** Begin PASSAGE **
Projecting their own culture onto others, German scholars refused to call – as a general rule – the great thinkers of Asia such as Confucius and Laozi by their real names, shengren, or appropriate synonyms like “sages” or “Weise”, but instead assumed their European traditions and called the shengren the “Philosophen“ or “Heilige” instead.
That habit has continued for over three hundred years now irrespectively of what was and still is really written in the Confucian Classics: 圣人sheng(ren). In addition, German-language scholarship is unimpressed by international scholarship and the more appropriate English translation “sage“. As will be demonstrated in the course of this text on so many levels then: No Country for Sages refers exclusively to Germany.
3) The Four Classes in German Orientalism: The Four Classes – philosophers, orientalists, practitioners, and sponsors – controlled, protocolled and regulated the influx of Oriental ideas and concepts into Germany. Collectively, partly consciously and partly unconsciously, they tried to intellectually and psychologically describe, define, and dominate a myriad of Eastern thoughts, and, at the same time, by fabricating European-centered universals, guard against the otherwise unavoidable Easternization of the German-speaking world.
4) Holy Confucius! is a paradox, like a secular saint; or an absurdity, like Sage Jesus or Moses the Scientist.
** End PASSAGE **
** Begin SUPPLIED ENTRIES **
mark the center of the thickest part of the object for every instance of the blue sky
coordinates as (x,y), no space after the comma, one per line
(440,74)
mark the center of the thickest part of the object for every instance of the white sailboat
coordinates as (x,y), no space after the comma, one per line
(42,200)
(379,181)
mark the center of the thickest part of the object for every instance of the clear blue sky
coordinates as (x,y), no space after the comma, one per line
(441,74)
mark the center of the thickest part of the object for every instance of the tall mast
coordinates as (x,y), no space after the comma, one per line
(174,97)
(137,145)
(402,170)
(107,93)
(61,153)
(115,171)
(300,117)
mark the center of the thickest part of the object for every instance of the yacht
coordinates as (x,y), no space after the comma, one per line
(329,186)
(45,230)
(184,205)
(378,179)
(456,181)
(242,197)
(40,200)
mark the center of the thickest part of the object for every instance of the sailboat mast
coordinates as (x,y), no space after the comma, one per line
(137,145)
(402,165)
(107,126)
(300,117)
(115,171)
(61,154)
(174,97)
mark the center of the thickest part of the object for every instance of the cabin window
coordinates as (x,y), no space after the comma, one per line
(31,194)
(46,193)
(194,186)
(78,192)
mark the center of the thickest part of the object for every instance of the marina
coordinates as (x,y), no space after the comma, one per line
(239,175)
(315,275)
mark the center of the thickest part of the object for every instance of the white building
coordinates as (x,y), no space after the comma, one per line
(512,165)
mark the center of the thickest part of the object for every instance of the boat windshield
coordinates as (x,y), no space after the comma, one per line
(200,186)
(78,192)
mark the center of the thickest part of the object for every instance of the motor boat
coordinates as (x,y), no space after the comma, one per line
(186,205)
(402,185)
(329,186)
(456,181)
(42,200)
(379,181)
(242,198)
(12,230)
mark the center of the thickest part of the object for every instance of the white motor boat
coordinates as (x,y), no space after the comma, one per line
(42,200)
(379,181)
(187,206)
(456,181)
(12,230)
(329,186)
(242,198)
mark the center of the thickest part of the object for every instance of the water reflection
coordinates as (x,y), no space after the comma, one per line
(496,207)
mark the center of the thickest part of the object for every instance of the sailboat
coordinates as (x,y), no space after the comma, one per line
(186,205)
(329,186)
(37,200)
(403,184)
** End SUPPLIED ENTRIES **
§ **DIRECTIONS**: Could you condense the paragraph in the passage on German scholarship and Asian sages that begins "3) The Four Classes in German Orientalism" into a short list that keeps its main facts? The entries are separate material and have no connection to the passage.

§ **TASK OUTPUT**:
- The Four Classes were philosophers, orientalists, practitioners, and sponsors.
- They controlled, recorded, and regulated the flow of Oriental ideas and concepts into Germany.
- Collectively, partly consciously and partly unconsciously, they tried to describe, define, and dominate many Eastern thoughts, both intellectually and psychologically.
- At the same time, they created European-centered universals to guard against the otherwise unavoidable Easternization of the German-speaking world.